Stated exercise: Could you repeat only the entries below from the line with "Target: **beige carpet**" to the line with "[[[167,134],[156,134],[156,152],[174,152],[174,136]]]", replacing "Would you kindly" with "Could you please" and leaving everything else unchanged?

[Start]

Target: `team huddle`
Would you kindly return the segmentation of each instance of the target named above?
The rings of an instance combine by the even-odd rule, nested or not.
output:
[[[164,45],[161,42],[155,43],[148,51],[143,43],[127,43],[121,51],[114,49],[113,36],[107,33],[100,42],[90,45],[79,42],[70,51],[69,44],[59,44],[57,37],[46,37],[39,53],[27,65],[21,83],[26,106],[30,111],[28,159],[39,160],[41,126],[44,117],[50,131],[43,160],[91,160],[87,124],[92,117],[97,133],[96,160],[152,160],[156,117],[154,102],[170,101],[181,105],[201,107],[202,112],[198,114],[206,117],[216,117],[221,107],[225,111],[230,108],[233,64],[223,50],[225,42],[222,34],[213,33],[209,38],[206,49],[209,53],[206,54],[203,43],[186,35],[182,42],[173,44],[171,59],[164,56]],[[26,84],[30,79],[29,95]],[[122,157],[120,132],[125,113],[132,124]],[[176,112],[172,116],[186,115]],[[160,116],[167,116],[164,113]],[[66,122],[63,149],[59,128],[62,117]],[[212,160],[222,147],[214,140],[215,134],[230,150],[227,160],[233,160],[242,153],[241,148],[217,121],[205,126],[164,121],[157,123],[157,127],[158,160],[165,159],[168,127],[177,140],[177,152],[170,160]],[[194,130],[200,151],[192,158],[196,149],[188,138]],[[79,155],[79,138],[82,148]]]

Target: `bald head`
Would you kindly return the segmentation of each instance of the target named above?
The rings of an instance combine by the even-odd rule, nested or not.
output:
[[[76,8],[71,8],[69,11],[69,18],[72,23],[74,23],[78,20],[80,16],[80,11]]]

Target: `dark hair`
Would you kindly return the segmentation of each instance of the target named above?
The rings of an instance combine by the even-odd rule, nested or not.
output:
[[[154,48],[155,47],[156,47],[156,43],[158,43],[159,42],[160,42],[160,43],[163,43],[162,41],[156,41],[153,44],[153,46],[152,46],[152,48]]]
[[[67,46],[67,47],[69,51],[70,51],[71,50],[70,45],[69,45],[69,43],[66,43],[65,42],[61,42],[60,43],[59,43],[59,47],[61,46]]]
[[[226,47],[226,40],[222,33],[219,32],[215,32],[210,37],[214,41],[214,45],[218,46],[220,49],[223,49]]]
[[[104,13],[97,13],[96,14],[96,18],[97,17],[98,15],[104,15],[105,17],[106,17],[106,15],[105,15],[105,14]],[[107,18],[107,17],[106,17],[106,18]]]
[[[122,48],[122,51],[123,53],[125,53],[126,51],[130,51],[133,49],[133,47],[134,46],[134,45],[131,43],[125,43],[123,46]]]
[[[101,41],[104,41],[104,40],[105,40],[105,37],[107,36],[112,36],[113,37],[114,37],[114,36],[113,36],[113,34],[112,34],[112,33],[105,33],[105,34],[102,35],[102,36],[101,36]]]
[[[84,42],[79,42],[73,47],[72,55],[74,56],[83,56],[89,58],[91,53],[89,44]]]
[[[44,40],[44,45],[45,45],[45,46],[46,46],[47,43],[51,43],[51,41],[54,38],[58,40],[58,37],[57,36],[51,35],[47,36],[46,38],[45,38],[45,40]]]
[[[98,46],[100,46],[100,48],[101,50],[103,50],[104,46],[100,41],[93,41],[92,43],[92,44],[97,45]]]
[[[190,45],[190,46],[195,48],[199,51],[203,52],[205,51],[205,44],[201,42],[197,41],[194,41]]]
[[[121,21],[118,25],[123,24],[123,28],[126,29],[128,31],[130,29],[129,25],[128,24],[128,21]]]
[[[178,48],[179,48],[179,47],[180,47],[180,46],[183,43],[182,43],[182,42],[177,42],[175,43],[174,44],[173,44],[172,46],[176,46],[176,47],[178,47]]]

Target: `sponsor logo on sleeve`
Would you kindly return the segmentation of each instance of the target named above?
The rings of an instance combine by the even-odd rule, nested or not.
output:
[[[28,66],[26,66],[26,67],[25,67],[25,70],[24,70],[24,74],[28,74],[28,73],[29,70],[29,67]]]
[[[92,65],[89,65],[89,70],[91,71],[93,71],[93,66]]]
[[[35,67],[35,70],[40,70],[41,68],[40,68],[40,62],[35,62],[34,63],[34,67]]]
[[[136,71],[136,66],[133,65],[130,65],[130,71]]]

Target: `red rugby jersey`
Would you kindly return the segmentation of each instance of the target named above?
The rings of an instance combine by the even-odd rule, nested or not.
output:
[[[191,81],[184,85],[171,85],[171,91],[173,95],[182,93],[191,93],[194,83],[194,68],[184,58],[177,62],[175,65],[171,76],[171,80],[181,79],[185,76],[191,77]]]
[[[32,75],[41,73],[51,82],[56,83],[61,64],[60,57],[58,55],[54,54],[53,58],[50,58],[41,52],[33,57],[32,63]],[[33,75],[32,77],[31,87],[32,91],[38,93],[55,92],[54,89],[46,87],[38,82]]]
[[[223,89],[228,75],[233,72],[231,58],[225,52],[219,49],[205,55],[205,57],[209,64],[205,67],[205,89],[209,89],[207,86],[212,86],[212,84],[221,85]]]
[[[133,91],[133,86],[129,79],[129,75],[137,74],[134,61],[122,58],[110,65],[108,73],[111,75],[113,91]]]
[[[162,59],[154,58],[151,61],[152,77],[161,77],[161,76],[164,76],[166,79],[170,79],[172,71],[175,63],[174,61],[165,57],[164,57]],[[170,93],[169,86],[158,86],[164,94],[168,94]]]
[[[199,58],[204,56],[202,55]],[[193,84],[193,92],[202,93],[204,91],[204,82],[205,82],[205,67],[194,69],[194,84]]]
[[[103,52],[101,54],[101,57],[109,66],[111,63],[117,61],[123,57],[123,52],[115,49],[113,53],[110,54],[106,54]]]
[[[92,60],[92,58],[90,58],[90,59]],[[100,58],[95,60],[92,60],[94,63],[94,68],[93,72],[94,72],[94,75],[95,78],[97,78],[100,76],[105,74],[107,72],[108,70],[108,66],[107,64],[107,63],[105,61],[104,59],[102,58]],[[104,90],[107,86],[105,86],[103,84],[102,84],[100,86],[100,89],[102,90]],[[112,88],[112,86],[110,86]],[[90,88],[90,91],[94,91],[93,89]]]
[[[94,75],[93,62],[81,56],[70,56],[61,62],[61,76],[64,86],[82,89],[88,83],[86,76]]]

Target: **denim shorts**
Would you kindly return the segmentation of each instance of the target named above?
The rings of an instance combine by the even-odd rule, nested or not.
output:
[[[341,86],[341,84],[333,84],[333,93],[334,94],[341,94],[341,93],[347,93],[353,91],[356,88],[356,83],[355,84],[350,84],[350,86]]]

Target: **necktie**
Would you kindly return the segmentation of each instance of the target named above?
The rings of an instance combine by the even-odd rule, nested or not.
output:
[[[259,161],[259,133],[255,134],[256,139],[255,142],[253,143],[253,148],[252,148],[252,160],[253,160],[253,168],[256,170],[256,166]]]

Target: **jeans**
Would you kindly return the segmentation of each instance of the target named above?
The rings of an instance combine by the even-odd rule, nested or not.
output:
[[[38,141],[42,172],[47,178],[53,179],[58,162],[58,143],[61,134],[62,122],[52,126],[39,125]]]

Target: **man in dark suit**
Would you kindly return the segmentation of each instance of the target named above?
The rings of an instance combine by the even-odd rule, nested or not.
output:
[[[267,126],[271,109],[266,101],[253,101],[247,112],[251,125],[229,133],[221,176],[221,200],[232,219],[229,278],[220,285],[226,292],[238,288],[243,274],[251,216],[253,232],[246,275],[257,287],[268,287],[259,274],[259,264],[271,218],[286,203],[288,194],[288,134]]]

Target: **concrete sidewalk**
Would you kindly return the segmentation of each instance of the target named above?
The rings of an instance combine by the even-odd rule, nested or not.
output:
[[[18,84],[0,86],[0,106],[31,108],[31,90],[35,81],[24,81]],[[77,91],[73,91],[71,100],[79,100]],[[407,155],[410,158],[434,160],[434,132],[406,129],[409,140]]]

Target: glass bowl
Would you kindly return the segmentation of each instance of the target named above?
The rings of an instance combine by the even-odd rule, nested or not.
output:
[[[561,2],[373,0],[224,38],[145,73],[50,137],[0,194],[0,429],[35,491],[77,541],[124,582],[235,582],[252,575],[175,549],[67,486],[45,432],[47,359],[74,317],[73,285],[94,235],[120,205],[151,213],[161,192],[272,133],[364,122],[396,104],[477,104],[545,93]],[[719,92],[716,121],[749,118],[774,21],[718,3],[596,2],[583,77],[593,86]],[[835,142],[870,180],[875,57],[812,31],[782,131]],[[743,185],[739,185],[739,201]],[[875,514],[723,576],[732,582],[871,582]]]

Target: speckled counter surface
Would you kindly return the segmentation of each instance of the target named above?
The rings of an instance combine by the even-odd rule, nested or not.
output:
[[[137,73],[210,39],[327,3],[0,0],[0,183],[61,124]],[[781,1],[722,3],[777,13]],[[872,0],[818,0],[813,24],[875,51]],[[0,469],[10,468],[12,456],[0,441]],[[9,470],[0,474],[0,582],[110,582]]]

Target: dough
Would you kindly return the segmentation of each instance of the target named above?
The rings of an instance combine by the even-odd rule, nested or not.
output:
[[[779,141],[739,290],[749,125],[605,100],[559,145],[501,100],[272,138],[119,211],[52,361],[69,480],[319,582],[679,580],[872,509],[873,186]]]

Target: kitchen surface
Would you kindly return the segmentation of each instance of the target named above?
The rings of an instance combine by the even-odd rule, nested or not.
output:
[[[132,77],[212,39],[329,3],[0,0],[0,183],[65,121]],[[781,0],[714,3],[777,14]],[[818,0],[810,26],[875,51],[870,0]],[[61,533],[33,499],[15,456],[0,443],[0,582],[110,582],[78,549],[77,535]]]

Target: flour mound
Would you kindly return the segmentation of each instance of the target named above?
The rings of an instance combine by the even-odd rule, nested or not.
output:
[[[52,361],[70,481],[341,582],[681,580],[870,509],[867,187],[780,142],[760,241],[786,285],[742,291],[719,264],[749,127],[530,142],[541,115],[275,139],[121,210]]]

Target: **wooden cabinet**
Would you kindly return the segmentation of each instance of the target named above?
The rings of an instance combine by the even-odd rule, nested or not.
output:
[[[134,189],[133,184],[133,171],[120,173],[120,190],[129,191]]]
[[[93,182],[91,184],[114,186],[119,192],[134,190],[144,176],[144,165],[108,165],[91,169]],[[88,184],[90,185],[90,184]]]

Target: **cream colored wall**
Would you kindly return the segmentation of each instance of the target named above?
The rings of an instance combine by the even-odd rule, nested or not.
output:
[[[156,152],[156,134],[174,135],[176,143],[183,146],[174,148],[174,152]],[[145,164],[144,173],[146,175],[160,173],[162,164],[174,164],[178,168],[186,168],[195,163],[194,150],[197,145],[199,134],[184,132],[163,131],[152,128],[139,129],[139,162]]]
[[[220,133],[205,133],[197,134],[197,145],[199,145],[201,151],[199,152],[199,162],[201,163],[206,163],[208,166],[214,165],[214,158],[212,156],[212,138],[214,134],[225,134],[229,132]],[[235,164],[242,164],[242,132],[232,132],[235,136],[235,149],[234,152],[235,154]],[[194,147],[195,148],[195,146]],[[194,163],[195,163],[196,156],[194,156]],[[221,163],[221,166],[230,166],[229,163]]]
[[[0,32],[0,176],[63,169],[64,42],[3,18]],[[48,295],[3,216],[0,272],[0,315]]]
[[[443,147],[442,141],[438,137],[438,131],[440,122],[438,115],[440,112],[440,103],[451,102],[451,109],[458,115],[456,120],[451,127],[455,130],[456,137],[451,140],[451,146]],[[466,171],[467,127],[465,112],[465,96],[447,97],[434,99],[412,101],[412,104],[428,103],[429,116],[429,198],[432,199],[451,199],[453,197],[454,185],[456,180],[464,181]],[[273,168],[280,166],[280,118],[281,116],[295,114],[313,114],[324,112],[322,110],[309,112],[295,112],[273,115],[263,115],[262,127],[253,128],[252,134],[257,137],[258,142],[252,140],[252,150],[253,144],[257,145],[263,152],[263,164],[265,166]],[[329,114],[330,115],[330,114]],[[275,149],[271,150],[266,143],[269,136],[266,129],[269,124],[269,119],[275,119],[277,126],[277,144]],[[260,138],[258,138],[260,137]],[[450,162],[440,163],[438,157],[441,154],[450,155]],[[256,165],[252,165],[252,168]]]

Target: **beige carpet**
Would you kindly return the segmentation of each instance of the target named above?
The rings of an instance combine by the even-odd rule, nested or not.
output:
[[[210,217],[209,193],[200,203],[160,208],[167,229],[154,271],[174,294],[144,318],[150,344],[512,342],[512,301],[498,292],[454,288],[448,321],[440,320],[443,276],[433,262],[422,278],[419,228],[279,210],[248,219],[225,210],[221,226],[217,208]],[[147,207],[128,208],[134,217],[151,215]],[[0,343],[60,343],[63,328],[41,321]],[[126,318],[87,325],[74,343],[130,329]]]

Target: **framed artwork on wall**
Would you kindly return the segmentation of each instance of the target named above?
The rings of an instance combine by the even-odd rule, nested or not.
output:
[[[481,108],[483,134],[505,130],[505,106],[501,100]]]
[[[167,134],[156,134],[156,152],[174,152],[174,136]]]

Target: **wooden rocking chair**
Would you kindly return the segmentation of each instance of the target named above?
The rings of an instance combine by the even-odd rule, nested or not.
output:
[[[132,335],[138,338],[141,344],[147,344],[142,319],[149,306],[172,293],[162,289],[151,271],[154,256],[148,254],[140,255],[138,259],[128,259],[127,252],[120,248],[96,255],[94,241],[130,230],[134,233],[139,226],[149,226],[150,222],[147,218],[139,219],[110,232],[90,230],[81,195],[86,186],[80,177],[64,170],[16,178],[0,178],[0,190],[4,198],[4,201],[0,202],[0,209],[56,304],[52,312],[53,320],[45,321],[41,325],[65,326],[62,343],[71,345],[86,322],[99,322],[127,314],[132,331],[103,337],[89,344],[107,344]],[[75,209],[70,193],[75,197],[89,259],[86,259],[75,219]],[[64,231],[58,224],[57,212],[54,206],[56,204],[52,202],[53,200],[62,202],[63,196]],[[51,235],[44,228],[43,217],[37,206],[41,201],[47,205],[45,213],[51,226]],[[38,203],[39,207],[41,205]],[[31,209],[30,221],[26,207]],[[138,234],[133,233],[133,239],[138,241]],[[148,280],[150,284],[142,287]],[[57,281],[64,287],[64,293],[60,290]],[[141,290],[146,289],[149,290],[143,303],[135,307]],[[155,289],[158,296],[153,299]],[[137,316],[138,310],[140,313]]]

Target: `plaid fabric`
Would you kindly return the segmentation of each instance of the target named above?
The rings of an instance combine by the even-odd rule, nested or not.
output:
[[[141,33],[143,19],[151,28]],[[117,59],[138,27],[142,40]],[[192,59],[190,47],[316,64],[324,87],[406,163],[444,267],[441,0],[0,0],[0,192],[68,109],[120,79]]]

[End]

Finished exercise:
Target: **beige carpet**
Could you please return the segmentation of each instance of the target named above?
The rings of an instance combine by the even-odd rule, nested or not.
output:
[[[210,217],[209,193],[200,203],[160,208],[167,229],[154,271],[174,294],[144,318],[150,344],[512,342],[512,301],[498,292],[454,288],[448,321],[440,320],[443,276],[433,262],[422,278],[419,228],[279,210],[248,219],[225,210],[221,226],[217,208]],[[147,207],[128,208],[134,217],[151,215]],[[0,343],[60,343],[63,328],[41,321]],[[126,318],[87,325],[74,343],[130,329]]]

Target: **framed artwork on wall**
Could you please return the segmentation of each instance of the target named above?
The rings of an instance combine by the even-odd rule, nested or not.
output:
[[[481,108],[483,134],[505,130],[505,106],[501,100]]]
[[[167,134],[156,134],[156,152],[174,152],[174,136]]]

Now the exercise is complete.